- _Exercise aim_
For the data below, give again exactly the lines from the one containing "Give one point for each instance of the harness" through the one containing "Give one point for each instance of the lower", both ends included, and no others.

- _Dataset content_
<<<<

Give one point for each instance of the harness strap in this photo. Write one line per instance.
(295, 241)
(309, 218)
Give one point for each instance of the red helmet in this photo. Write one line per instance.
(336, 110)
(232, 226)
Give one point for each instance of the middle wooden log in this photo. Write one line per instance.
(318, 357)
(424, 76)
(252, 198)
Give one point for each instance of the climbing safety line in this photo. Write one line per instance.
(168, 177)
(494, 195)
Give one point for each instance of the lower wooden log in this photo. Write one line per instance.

>>>>
<<<<

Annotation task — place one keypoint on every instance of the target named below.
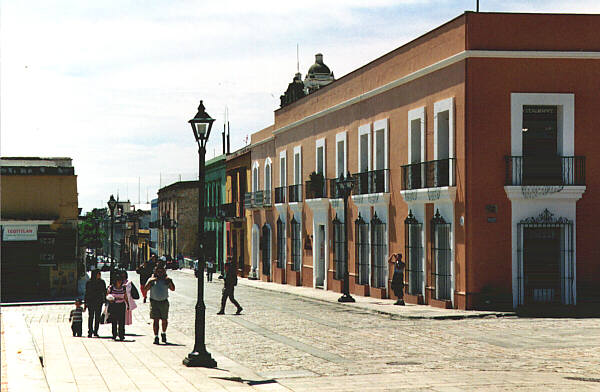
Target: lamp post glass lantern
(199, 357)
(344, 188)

>>>>

- _Answer to the exercise_
Give one point for each instance of the harness strap in this photo. Write one line per instance.
(295, 241)
(309, 218)
Give one point for each instance of the red helmet in this photo. Write one line per instance.
(336, 110)
(232, 226)
Give one point for each instance of the middle wooden log in this photo. Write one line per instance.
(318, 357)
(424, 76)
(252, 198)
Give one point for each instance of the climbing safety line in this photo. Write one line per instance.
(168, 177)
(494, 195)
Give one point for each instance of the lower wooden log in this photo. Write one line per instance.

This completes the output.